To be done =>
1 – In the forum thread, what do the acronyms such as ESFJ and INTJ refer to?
2 – Name every username that appears in the forum thread.
3 – Reproduce the forum thread from "INTJ (me)= Quiet" up to and including "stable or mellow.".

Text provided =>
^^^^^^^^^^^^^^^^

Regarding personality types... 
ESFJ (her)= emotional, people pleaser, moral chameleon.

INTJ (me)= Quiet thinker, very resolved on what is right/wrong, has a complex path or thought for seemingly simple things in life. Emotionally stable or mellow.


----------



## manfromlamancha (Jul 4, 2013)

cdbaker said:


> Manfromlamancha: Those acronyms refer to the Myers-Briggs Personality Type Indicator. If you google it, you'll find that it's a long quiz of sorts that helps you analyze your personality type and from there can help show you what types you are compatible with or will conflict with the most.


Thanks - actually had Myers Briggs personalities done for all the execs (including me) in my company but it came out with colours etc. - red blue yellow green etc. but I get the idea. Cheers.


----------



## IndecisionIsTorture (Oct 9, 2013)

Beacon of Hope said:


> I am seeking additional opinions whether her actions are:
> 1) Correctable (at this point after three MC's over two years)?
> 2) A product of her upbringing, or malice?
> 3) If love (i.e. the release of oxytocin in the pituitary gland, leaving an impression on the hippocampus) is likely to ever exist here. Can one go from 14 years of charity case to love?


1) No.
2) I don't see why it matters.
3) No.


----------

^^^^^^^^^^^^^^^^

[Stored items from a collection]
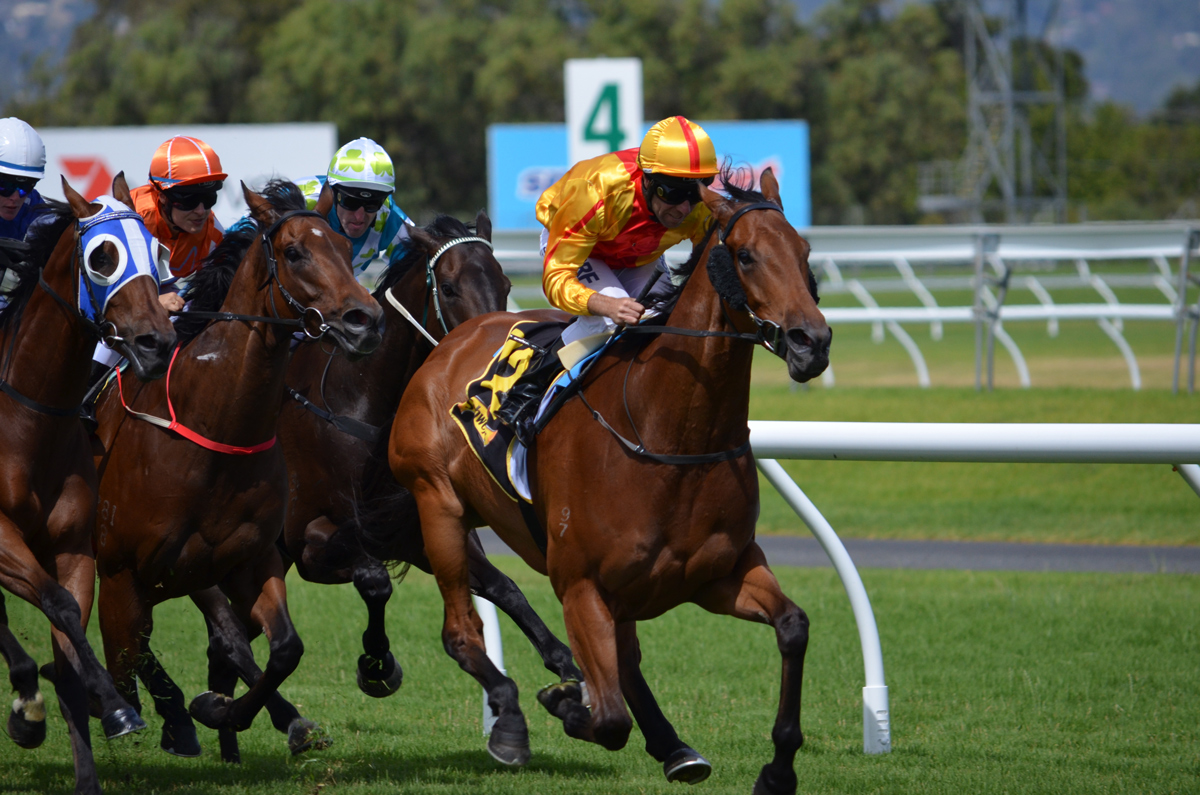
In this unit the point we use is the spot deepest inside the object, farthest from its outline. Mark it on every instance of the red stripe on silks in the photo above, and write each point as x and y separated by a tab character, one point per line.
693	147
579	225
189	434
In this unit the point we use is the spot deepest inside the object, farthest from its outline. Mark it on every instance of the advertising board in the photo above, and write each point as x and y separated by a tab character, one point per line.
252	153
526	159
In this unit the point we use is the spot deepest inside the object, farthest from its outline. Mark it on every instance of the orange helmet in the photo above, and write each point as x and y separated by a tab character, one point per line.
678	148
185	161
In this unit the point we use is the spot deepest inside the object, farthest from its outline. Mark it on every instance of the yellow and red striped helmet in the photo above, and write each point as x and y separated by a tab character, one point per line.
678	148
185	161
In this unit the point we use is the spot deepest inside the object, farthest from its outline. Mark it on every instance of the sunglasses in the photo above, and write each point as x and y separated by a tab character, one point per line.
22	187
352	203
190	202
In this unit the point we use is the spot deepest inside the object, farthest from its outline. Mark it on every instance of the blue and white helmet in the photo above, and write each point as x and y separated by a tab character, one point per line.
138	253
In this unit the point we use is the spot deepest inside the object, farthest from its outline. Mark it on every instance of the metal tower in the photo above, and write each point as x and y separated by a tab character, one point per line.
1015	160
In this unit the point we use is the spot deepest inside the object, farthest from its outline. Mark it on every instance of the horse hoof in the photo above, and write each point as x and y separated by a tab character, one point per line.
123	722
305	735
180	740
688	766
27	722
509	743
768	783
373	679
552	695
210	709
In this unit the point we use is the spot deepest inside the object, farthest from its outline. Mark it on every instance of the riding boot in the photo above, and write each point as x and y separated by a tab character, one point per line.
521	402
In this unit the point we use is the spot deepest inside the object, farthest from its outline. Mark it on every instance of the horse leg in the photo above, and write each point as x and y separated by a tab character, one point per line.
753	593
593	634
497	587
379	675
679	761
27	721
262	595
66	605
462	632
126	620
232	658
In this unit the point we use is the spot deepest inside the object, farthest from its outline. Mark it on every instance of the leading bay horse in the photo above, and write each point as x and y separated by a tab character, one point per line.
636	527
202	503
348	520
90	275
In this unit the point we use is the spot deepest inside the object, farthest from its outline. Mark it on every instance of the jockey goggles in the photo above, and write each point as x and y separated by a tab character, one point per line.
187	198
11	185
677	190
351	199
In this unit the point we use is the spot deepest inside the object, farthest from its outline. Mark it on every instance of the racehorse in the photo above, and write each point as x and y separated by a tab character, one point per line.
202	503
635	527
90	275
348	519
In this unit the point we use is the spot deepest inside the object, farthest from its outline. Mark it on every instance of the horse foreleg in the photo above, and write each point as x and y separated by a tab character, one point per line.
679	761
593	633
753	593
232	658
445	544
493	585
27	719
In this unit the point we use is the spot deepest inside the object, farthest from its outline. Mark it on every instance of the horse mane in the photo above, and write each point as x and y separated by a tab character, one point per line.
209	286
42	238
443	226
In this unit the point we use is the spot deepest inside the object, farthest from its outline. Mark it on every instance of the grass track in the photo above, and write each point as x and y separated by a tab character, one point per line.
999	682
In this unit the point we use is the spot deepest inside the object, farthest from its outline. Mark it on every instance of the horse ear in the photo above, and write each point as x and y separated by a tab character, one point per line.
484	226
769	187
325	201
720	207
423	239
259	208
79	205
121	190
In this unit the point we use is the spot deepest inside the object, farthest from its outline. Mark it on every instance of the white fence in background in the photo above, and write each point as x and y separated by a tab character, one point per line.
1014	442
999	257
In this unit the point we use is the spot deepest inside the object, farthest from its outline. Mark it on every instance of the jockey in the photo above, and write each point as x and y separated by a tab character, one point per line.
609	221
22	163
363	180
177	205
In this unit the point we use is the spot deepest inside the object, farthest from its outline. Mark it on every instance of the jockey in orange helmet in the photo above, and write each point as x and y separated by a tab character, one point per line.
185	177
609	221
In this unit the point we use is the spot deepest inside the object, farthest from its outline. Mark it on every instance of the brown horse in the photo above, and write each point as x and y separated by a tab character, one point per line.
47	477
347	518
636	527
179	513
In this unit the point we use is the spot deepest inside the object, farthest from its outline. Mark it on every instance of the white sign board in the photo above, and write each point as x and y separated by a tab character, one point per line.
252	153
604	106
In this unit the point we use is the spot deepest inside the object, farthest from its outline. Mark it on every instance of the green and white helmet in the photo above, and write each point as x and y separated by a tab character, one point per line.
364	165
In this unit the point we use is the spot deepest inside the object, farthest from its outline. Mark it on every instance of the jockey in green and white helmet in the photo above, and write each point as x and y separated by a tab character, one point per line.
363	180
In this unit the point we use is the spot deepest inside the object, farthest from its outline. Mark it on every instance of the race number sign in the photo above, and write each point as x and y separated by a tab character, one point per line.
604	106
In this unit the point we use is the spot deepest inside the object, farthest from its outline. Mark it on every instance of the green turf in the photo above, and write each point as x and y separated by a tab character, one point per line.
999	683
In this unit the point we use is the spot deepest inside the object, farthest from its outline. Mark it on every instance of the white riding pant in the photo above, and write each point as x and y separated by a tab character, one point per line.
623	282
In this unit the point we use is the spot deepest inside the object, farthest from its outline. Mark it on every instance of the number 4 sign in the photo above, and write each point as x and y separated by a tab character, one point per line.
604	106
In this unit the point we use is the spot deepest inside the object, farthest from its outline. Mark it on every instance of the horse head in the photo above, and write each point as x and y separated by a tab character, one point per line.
310	267
467	278
760	267
120	268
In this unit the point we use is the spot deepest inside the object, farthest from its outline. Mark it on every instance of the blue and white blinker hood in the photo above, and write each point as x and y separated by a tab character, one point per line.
138	253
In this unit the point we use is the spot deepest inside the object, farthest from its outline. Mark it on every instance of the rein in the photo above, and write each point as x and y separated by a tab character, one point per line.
359	429
760	336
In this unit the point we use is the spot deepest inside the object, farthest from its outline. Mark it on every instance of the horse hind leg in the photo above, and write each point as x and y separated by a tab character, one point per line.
753	593
378	673
27	719
681	763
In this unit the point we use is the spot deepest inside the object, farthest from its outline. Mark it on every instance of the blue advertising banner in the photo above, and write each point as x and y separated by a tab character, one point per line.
526	159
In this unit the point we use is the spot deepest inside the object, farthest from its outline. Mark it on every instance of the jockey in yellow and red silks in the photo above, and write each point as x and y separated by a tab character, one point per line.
609	221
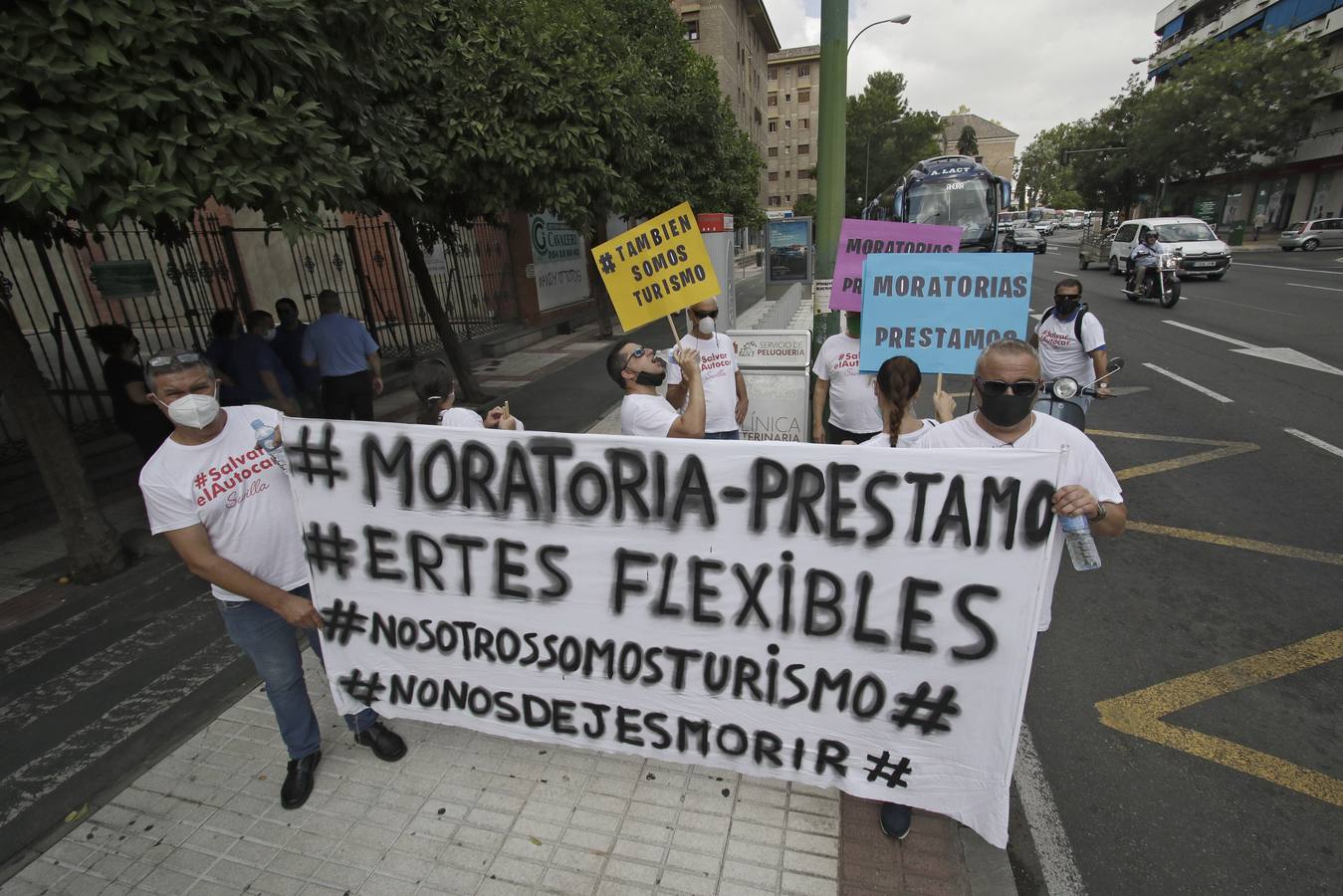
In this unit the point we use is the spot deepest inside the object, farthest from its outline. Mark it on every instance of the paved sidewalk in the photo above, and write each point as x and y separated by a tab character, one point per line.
466	813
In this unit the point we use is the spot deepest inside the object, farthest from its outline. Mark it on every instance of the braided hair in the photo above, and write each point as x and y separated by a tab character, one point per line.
433	381
899	380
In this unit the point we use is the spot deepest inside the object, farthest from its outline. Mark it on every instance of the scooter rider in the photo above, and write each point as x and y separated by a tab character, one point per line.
1146	256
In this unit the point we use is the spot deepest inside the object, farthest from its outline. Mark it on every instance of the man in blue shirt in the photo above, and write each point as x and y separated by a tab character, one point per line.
346	356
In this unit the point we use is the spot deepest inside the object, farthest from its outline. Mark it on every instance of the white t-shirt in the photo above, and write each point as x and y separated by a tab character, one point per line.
464	418
1061	353
239	492
646	415
719	373
1085	466
907	439
853	404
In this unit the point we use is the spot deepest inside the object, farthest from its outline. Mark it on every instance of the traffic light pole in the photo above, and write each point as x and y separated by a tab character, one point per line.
830	146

^^^^^^^^^^^^^^^^

Solutions to each task =>
1 – The Myers-Briggs Personality Type Indicator.

2 – manfromlamancha, cdbaker, IndecisionIsTorture, Beacon of Hope

3 –
INTJ (me)= Quiet thinker, very resolved on what is right/wrong, has a complex path or thought for seemingly simple things in life. Emotionally stable or mellow.